* PASSAGE *
16 Mars 2018, 17:27pm

Publié par Bolivar Infos

 

La poussée intégrationniste de la région au début du XXI° siècle stimulée essentiellement par l'axe Brasilia-Caracas-Buenos Aires (B-C-B) et les membres de l'Alliance Bolivarienne pour les Peuples de Notre Amérique – Traité de Commerce des Peuples (ALBA-TCP) a eu son opposé dans la recoordination régionale des pays qui ont des Gouvernements de droite grâce à l'Alliance du Pacifique (AP), un bloc créé en 2011 composé du Chili, du Pérou, de la Colombie et du Mexique.

 

A partir de la fracture de l'axe Brasilia-Caracas-Buenos Aires avec l'arrivée de Macri en Argentine, la non ratification par le parlement brésilien de l'entrée de la Bolivie au Marché Commun du Sud en tant que membre permanent, le coup d'Etat au Brésil et la suspension du Venezuela de ce bloc, les pays du MERCOSUR ont commencé un processus de rapprochement accéléré du bloc du Pacifique.

 

En avril 2017 eut lieu à Buenos Aires la réunion ministérielle MERCOSUR-Alliance du Pacifique dont le communiqué final conjoint signale « l'importance d'un système multilatéral de commerce ouvert, prévisible, transparent, inclusif et basé que les règles internationales. »

 

Dans cette instance s'est constitué un Groupe de Haut Niveau pour continuer à avancer dans le rapprochement entre les blocs. La chancelière argentine de l'époque, Susana Malcorra, a résumé cet événement en le qualifiant « d'engagement envers le libre commerce et le multilatéralisme. » En juillet de la même année, dans le cadre du Sommet du MERCOSUR et des Etats Associés à Mendoza, Argentine, eut lieu le séminaire «  MERCOSUR-Alliance du Pacifique, un ordre du jour positif pour l'intégration. »

* SEGMENT DE DONNÉES *
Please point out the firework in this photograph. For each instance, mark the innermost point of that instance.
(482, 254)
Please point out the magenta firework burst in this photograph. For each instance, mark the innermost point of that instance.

* CONSIGNE *
Prolongez le texte sur le rapprochement entre le MERCOSUR et l'Alliance du Pacifique en reprenant juste après sa dernière phrase.

* RÉPONSE ATTENDUE *
Le processus de rapprochement du MERCOSUR vers l'Alliance du Pacifique vient d'un virage plus profond qui comprend un éventuel accord de libre commerce avec l'Union Européenne.

 

Grâce à ce tournant du bloc sud-américain, la stratégie d'ouverture gagne un espace et une initiative dans la région. Le mouvement qui est en marche est celui d'une convergence des principaux joueurs de l'axe atlantique et pacifique de l'Amérique Latine autour des coordonnées du régionalisme ouvert, c'est à dire l'ajout du projet d'ouverture dans le domaine de l'insertion internationale. Dans un avenir plus ou moins proche, nous pouvons être face à un virage du continent inspiré par l'esprit de la vieille et pas encore enterrée Zone de Libre Commerce pour les Amériques (ALCA).

 

Le MERCOSUR et l'Alliance du Pacifique ont parmi leurs membres les 7 plus importantes économies d'Amérique Latine qui représentent plus de 80% de la population du continent et plus de 90% de son Produit Intérieur Brut (PIB).

 

Même si le MERCOSUR a une population et un PIB plus importants que l'Alliance du Pacifique, cette dernière a un volume de commerce extérieur plus important hors de la région, ce qui indique une plus grande ouverture commerciale de ce bloc.

 

Selon la Commission Economique pour l'Amérique Latine et les Caraïbes, le poids des exportations inter-groupe du MERCOSUR est proche de 13,9 % alors que celui de l'Alliance du Pacifique atteint seulement 3,5 % du total des exportations du bloc, ce qui indique une structure de plus grande complémentarité à l'intérieur du MERCOSUR qui s'explique en partie aussi par une distribution territoriale plus compacte entre ses membres.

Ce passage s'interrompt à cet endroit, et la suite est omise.